#### [Exercise details]
Find each line in the items below that contains the string "dishwasher" and copy those lines.

Pointing and labeling entries
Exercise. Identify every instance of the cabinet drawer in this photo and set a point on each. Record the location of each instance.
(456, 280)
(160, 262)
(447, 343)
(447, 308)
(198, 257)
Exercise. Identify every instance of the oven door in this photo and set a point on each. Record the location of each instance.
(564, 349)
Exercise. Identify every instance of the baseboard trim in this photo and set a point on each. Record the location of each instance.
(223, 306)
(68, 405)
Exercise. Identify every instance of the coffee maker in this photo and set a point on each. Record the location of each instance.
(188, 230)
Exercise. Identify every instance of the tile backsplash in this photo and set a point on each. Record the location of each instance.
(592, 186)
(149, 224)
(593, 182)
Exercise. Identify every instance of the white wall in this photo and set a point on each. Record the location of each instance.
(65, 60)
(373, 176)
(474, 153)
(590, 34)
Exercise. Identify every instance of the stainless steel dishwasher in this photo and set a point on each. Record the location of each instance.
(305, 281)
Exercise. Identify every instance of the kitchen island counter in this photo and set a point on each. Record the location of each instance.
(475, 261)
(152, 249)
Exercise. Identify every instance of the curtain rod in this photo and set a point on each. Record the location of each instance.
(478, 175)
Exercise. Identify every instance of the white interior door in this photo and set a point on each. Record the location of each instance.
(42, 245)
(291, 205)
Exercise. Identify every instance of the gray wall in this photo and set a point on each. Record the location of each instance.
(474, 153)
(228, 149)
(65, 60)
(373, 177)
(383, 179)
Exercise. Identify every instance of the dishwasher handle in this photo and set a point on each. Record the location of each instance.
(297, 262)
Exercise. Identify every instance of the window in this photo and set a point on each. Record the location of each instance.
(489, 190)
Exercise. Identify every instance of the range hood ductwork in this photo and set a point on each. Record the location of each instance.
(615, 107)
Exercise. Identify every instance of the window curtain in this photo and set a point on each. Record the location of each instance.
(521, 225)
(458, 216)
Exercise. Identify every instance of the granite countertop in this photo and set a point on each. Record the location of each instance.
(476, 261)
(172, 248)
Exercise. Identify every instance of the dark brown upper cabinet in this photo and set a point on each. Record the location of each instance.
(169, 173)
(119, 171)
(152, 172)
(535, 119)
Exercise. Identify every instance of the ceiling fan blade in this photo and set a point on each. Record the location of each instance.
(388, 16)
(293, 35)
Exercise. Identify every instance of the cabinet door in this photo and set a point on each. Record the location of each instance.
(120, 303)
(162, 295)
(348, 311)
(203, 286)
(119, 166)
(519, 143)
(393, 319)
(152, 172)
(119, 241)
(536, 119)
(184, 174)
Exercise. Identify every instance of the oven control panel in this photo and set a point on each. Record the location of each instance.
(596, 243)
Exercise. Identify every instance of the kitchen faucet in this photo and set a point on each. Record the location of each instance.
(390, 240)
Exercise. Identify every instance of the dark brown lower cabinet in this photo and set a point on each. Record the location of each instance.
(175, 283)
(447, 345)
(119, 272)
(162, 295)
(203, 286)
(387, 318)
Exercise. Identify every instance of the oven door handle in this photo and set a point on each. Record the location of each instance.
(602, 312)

* * *

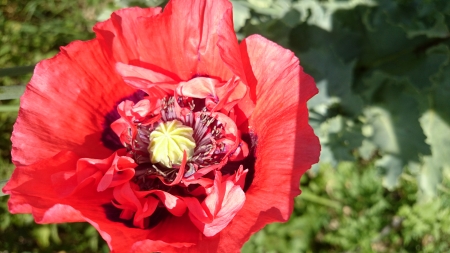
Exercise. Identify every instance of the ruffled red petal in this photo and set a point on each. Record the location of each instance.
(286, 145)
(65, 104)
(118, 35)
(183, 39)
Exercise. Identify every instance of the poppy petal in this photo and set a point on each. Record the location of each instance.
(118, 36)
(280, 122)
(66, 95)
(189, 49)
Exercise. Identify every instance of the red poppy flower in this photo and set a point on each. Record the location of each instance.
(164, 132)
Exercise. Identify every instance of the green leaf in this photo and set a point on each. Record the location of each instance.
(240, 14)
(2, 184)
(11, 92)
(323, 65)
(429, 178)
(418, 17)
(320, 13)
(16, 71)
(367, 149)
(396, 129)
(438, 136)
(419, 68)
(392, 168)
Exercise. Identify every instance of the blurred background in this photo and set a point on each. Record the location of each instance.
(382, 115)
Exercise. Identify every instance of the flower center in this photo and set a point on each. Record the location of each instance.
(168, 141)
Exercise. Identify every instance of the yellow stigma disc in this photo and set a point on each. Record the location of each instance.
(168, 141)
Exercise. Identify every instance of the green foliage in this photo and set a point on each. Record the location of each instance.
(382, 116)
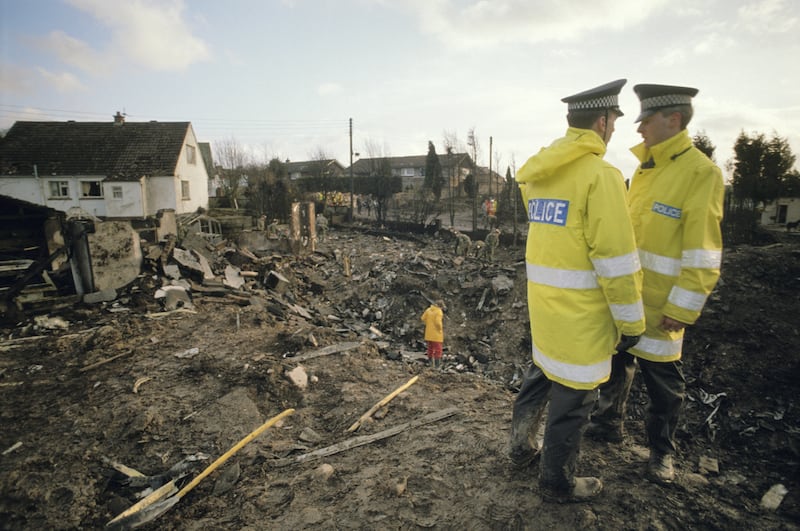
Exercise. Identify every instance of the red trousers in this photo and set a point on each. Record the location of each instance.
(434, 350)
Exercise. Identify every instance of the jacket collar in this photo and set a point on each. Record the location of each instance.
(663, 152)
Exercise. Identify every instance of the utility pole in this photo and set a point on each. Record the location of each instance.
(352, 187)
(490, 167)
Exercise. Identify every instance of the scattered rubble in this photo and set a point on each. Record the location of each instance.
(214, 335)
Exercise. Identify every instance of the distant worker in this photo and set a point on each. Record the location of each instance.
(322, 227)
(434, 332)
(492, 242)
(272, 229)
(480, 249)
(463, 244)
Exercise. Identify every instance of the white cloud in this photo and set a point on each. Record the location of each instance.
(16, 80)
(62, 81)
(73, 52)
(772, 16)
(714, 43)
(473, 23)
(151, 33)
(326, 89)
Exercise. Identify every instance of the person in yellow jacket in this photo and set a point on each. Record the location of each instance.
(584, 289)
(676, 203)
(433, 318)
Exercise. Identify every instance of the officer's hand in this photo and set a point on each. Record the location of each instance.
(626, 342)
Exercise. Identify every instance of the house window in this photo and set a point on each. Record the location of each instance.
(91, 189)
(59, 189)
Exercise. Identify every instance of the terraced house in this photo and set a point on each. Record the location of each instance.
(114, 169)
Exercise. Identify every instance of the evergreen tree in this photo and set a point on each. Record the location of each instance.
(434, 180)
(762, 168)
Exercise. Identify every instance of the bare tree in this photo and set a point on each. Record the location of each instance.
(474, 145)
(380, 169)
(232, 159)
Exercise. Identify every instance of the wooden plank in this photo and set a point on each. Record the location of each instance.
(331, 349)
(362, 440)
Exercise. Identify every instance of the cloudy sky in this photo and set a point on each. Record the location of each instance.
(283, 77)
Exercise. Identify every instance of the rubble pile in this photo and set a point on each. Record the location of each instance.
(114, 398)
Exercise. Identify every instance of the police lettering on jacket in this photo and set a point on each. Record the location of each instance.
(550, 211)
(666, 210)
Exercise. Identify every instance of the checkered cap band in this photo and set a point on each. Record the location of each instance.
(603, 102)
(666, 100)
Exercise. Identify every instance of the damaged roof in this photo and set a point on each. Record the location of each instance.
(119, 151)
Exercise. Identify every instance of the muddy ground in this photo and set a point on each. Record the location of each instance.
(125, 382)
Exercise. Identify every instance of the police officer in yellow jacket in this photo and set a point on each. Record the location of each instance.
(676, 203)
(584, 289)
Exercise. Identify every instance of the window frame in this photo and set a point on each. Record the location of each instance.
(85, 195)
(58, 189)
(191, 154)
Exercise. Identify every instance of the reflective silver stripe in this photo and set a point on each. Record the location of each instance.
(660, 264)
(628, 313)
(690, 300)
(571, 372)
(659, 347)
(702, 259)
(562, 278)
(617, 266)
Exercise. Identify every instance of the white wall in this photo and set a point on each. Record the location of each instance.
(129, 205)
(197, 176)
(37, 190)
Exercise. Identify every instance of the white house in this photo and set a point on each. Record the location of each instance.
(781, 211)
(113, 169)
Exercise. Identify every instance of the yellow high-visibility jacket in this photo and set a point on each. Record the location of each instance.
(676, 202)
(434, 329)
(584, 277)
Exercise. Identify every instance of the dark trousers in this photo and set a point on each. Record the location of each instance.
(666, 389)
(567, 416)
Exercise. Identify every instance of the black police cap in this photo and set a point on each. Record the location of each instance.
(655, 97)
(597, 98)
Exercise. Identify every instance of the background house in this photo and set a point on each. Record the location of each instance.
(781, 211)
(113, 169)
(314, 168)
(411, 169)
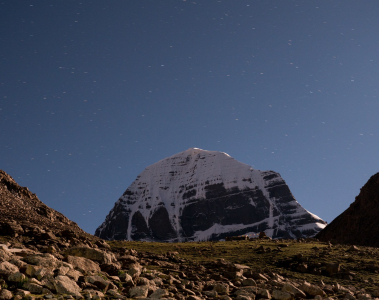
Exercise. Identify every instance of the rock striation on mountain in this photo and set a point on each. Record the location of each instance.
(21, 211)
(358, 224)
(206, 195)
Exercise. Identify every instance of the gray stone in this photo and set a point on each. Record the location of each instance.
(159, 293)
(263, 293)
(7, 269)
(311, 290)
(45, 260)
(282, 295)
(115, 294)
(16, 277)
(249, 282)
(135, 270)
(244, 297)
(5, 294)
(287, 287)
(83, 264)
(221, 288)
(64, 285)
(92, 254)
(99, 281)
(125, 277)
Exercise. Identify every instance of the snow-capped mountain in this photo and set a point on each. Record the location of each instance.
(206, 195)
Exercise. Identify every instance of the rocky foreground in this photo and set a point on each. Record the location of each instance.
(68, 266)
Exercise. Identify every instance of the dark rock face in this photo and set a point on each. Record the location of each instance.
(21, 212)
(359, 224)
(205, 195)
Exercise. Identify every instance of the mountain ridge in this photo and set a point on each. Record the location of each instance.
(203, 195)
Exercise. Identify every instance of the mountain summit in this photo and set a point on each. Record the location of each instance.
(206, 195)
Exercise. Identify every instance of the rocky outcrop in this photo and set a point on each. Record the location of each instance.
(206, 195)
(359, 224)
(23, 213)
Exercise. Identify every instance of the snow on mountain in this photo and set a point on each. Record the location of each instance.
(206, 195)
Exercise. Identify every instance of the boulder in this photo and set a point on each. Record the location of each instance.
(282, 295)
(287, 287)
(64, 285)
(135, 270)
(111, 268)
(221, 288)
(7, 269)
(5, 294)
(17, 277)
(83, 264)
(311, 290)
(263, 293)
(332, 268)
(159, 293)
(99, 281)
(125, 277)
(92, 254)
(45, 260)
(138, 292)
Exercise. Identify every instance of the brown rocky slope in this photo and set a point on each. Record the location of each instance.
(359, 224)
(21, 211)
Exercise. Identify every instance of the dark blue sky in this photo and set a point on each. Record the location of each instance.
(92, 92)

#### [Worked solution]
Exercise. Identify every instance of the stainless steel dishwasher in this photo and set a point on each. Record the location of each instance.
Exercise. Identify every instance of the dishwasher handle in this photo and set a point on each. Record the location of each instance.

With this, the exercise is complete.